TASK LIST
1. In the McMurray Formation excerpt, at what depth does the sampled ash bed sit in the core?
2. List every basin, paleovalley, trough, and igneous province that the McMurray Formation excerpt names.
3. Pick up the McMurray Formation excerpt where it stops and write what comes next.

══ PAGE EXCERPT ══

Farther afield, extensive igneous provinces occur in the Sverdrup basin (130–101 Ma) which was located >2500 km North of the McMurray Fm at the time (Evenchick et al., 2015; Embry & Beauchamp, 2019). These northern magmatic and volcanic events are associated with plume magmatism (Evenchick et al., 2015; Embry & Beauchamp, 2019) and predominantly tholeitic to transitional alkaline basalts (Evenchick et al., 2015).
East of the McMurray Fm, Aptian volcanic sources are located in the Scotian basin (127–118 Ma; e.g., the Orpheus Graben, Baltimore Canyon) (Pe-Piper & Piper, 2010; Bowman et al., 2012) and the New England-Quebec Igneous Province (135–114 Ma), all of which are situated >3000 km to the east in eastern Canada (e.g., Eby, 1985; Foland et al., 1989). The magmatic and volcanic activity in the Scotian basin occurred in response to plate rifting and Aptian magmatic and volcanic rocks are mildly alkalic to tholeiitic basaltic in composition (e.g., Pe-Piper et al., 1987; Pe-Piper et al. 1994; Bowman et al., 2012). The New England-Quebec Igneous Province is thought to be associated with either plume magmatism, or rifting (e.g., Eby, 1985; Boemmels et al., 2021) which emplaced Early Cretaceous alkalic to bimodal (syenite-gabbro) plutons with dominantly mafic and subordinate felsic to ultramafic dykes (McHone, 1992; Chen & Simonetti 2014).
2.5. Sample Location and Regional Context
The sampled ash bed is from the core of well 1AA/11-35-094-11W4, located at the northern extent of the ~45 km long, south-southeast to north-northwest trending paleovalley, herein referred to as McKay Paleovalley (Figure 1D). McKay Paleovalley is connected to the Assiniboia Paleovalley in the south and connects to the Bitumount Trough in the north (Christopher, 1984; Broughton, 2013; Hauck et al., 2017). Isopach thicknesses of the McMurray Fm in McKay Paleovalley reach up to 80 m, but vary spatially due to accommodation space variations and post-depositional glacial erosion. The McMurray Fm in the core is 33 m thick, with the lower 14.5 m interpreted as continental strata that belong to the lower McMurray. The upper 18.5 m of the core consists of inclined heterolithic stratification (IHS) and is assigned to channel deposits of the middle McMurray. Quaternary glacial erosion has removed the upper part of the McMurray Fm in the sampled core (Figure 3A). The sampled ash bed is situated at a depth of 42.73 m and is positioned within a coal seam attributed to the lower McMurray Fm. Several reworked ash beds and ash laminae are present in the coal seam (Figure 3B). The sampled ash bed is yellowish-white, convolute bedded, 0.1–2.0 cm thick, and appears to be the least reworked of all ash beds.
3. Methods
The ash sample was prepared and analyzed at the Isotope Geology Laboratory at Boise State University, Idaho, USA. Detailed description of the methods is provided in the supplementary material (S1), as well as isotopic data and resulting ages and errors (Table S1–S4, Figure S1).

═══
══ PROVIDED MATERIAL ══

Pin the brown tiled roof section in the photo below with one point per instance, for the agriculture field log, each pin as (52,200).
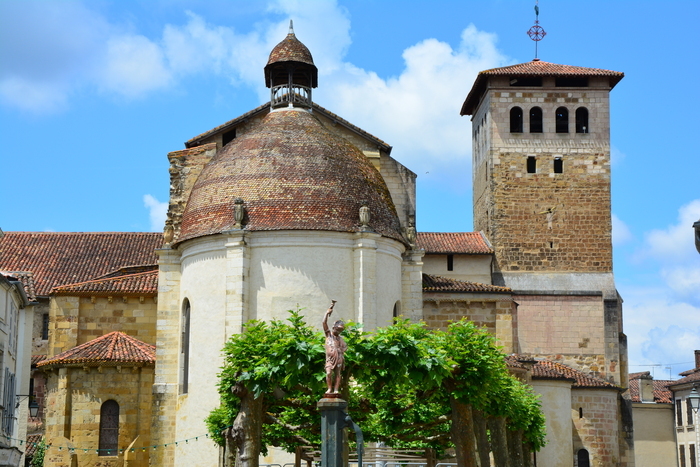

═══

EXERCISE RESULTS
1. 42.73 m

2. Sverdrup basin, Scotian basin, New England-Quebec Igneous Province, McKay Paleovalley, Assiniboia Paleovalley, Bitumount Trough

3.
3.1. Sample Preparation and Cathodoluminescence
The 30 g sample contains a large number (>10,000) of predominantly rounded, small (<42 ± 20 µm; probability at 0.68) zircon grains (Table S5, Figure S2). It is estimated that >99.7% of the grains are round. Forty sharply faceted grains were identified and twenty-six were sufficiently large to be mounted for cathodoluminescence (CL) imaging of internal zoning patterns (Figure 4) after annealing at 900oC for 60 hours. These grains range in length and width from 62–152 µm and 36–87 µm, respectively (Figure 4). Grain size measurements were taken from a microscope image and cathodoluminescence images (Table S5).
3.2. Geochronology
Reconnaissance U-Pb analysis using laser ablation inductively coupled plasma mass spectrometry (LA-ICPMS) was performed on the twenty-six sharply faceted zircon grains. Following LA-ICPMS analyses, U-Pb dates were obtained from seven strategically selected single zircon grains using the chemical abrasion isotope dilution thermal ionization mass spectrometry (CA-TIMS) method modified after Mattinson (2005). Grains were spiked with EARTHTIME mixed 233U-235U-205Pb tracer solution (ET535).
4. Results
LA-ICPMS on twenty-six zircon grains (<0.3% of total population) yields dates of 2,718 ± 36 Ma to 118 ± 3 Ma (errors at 2σ, Excel file S1). Seven zircon grains that yield Cretaceous dates (128 ± 5 Ma to 118 ± 3 Ma) were selected for CA-TIMS. The five youngest dates (< 0.05% of the initial zircon population) are equivalent with a weighted mean of 121.51 ± 0.11/ 0.11/ 0.17 Ma (Mean Squared Weighted Deviation = 0.6, probability of fit = 0.63; Table 1): error is at the 95% confidence interval and is shown as ± x / y / z, where x is the error based on analytical uncertainties, y includes tracer calibration uncertainty, and z encompasses 238U decay constant uncertainty. One zircon returned an older date of 121.77 ± 0.11 Ma (error at 2σ), and one grain dissolved during chemical abrasion. The weighted mean date places the five youngest sharply faceted zircon in the Aptian.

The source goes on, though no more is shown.